Kathy Baughman-McLeod is director of the Adrienne Arsht-Rockefeller Foundation Resilience Centre, which is collaborating on the project.
She told Moncrieff how it will work.
"We helped come up with, with our science teams, a two-track process.
"One is to categorise the heatwaves, and those categories are connected to the expected impact to the health of the community.
"And the second track is to name the heatwave".
There will be three different categories - with a category three being the most severe.
"Every category three gets a name - and the names go backwards up from 'Z' to 'A' in the Spanish alphabet.
"The first one's name is Zoe."
She says the system will offer specific advice to people.
"They all come with increased risk to your health - they're specifically giving you instructions on what to do to protect yourself.
"So how much water to drink - not just more water, but how much more. Should you be outside at all?
"These categories are linked to a specific community - so you would have a category system which is the same methodology, but it would fit for specific areas of Ireland, or would fit specifically for different parts of the world.

-- Entries --
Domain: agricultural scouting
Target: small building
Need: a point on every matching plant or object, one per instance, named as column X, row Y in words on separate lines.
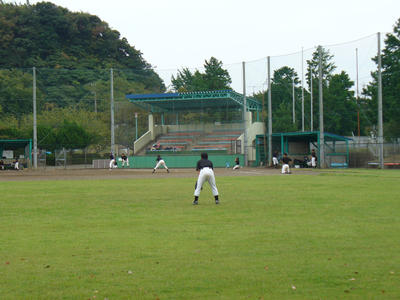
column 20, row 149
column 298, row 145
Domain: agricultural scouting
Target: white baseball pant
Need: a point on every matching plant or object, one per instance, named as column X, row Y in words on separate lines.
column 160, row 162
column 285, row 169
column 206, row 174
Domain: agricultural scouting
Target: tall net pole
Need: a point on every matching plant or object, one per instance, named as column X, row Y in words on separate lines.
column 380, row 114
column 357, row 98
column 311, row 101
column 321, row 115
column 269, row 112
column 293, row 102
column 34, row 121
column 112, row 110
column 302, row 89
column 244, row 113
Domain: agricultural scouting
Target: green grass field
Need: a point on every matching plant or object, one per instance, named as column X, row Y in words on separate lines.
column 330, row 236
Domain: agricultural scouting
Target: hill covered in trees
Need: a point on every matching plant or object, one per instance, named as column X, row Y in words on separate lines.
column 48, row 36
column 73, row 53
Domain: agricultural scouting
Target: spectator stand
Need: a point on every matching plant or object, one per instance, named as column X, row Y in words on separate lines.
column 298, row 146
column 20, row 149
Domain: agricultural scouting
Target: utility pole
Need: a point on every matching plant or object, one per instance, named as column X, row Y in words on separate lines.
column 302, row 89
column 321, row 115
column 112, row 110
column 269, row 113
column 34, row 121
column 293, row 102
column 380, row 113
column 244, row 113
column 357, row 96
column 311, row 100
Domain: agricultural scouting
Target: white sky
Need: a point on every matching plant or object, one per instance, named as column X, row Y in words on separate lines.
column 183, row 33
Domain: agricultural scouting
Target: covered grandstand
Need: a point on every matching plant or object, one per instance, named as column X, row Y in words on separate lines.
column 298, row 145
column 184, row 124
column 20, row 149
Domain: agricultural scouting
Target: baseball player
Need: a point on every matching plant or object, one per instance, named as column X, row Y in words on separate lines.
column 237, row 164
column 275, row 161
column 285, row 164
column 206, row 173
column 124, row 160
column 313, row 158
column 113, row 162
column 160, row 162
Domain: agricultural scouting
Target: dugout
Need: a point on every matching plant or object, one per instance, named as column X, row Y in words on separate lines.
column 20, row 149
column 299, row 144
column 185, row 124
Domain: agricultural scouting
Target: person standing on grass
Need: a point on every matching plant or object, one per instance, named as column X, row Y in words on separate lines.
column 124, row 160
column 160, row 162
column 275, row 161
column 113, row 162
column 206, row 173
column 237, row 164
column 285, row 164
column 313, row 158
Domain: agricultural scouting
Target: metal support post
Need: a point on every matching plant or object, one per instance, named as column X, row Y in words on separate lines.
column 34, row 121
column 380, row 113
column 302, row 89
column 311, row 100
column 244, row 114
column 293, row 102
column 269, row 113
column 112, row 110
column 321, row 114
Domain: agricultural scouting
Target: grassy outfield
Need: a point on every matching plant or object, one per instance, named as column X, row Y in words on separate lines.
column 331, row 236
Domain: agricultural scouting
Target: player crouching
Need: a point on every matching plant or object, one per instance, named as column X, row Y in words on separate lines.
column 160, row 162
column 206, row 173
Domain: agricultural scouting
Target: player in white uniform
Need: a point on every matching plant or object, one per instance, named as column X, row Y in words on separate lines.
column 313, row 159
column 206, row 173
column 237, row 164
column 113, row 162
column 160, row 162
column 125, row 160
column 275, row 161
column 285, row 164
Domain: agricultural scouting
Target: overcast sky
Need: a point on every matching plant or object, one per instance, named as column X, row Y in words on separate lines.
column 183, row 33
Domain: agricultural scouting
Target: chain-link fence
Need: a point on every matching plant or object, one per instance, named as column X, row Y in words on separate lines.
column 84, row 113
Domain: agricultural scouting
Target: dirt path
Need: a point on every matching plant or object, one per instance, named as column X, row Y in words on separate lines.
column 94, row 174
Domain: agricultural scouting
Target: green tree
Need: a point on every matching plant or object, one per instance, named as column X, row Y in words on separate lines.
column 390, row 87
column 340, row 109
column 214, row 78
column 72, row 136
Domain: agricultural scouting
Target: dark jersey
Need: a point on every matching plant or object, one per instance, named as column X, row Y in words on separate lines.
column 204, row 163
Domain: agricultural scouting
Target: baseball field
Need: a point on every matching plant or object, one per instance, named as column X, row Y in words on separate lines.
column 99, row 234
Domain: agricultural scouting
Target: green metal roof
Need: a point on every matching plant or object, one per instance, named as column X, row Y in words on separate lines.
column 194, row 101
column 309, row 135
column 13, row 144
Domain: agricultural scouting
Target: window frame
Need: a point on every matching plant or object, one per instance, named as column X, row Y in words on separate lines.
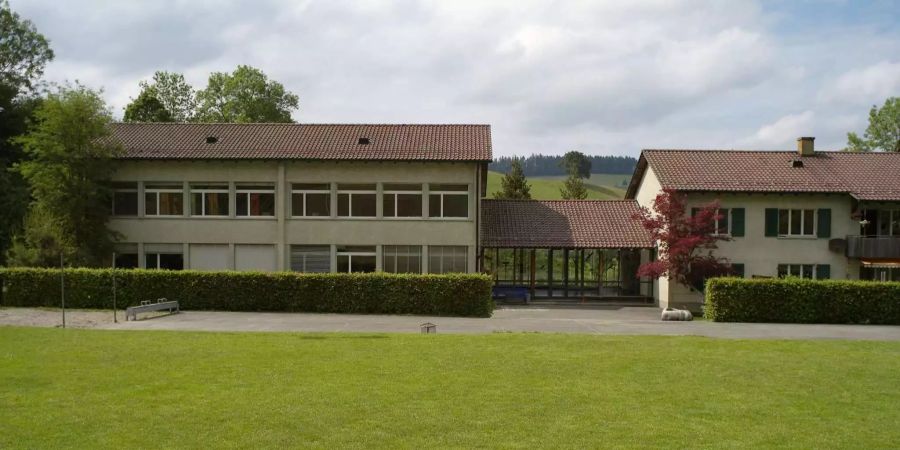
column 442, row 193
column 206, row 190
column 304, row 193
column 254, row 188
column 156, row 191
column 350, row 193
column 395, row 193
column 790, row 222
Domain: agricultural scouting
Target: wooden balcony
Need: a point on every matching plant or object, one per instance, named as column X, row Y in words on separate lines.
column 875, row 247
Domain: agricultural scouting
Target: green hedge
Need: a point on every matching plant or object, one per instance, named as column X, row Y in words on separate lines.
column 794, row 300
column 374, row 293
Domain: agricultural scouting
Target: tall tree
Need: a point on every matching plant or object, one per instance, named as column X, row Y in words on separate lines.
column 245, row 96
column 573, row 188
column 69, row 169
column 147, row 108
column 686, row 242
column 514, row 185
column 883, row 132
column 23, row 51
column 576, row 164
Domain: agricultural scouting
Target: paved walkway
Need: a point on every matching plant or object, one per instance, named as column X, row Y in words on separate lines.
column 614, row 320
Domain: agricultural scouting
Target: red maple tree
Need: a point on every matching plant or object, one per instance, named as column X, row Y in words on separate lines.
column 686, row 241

==

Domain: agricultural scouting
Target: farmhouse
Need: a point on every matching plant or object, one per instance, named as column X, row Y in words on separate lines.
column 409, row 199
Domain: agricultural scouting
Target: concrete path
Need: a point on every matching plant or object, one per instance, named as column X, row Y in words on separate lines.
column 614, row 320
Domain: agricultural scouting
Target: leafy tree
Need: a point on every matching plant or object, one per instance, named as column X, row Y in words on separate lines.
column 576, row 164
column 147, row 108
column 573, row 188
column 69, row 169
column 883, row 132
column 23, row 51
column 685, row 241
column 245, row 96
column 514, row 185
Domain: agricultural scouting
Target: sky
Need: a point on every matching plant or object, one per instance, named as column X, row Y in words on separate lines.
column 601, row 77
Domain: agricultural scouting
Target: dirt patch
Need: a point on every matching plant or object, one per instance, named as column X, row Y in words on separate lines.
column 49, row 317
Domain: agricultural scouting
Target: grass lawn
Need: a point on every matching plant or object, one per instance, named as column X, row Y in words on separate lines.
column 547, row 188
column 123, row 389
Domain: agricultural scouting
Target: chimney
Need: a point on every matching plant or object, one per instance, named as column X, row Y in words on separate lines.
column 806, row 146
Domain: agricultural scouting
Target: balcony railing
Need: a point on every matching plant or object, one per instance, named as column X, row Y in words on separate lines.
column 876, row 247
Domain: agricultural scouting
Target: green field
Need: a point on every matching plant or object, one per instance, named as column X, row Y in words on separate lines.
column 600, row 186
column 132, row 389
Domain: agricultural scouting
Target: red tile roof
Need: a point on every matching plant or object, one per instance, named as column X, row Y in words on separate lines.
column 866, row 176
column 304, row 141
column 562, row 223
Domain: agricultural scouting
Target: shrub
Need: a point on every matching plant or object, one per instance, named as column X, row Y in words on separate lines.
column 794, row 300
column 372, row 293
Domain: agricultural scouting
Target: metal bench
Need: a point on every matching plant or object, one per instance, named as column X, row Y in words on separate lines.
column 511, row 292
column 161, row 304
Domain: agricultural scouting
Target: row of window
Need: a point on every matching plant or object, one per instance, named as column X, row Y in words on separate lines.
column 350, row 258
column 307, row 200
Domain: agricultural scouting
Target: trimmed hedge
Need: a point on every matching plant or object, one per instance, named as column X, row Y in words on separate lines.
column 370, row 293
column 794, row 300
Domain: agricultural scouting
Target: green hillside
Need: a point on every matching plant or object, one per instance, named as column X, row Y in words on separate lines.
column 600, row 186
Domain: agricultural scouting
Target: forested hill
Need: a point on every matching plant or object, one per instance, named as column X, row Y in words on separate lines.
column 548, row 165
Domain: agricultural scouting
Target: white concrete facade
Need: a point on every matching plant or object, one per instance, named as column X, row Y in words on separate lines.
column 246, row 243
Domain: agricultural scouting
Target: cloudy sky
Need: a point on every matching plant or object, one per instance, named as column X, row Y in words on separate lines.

-- Set problem 1 --
In the heatwave passage, what name will the first category-three heatwave receive?
-- Set problem 2 --
Using the heatwave passage, explain in one to three sentences why the system gives people specific advice.
-- Set problem 3 --
Continue the passage on naming and categorizing heatwaves from the point where it ends.

-- Written reply 1 --
Zoe.

-- Written reply 2 --
Every heatwave category carries an increased risk to people's health, so the system gives specific instructions on how to protect themselves. These cover how much more water to drink and whether to be outside at all.

-- Written reply 3 --
"It's the temperatures and conditions that are different in each one, but it's the same approach".
And Kathy says heat and its effects is killing more people than any other climate-driven hazard.
"It's silent and it's invisible - and it doesn't rip the roof off your house like a hurricane, you don't see cars floating down the street like a flood.
"And so it needs a PR agency, it needs someone who wakes up every day thinking about how to protect people from heat."
Seville is part of a group of cities worldwide involved in action projects against heat - along with Melbourne, Athens, Los Angeles and New York.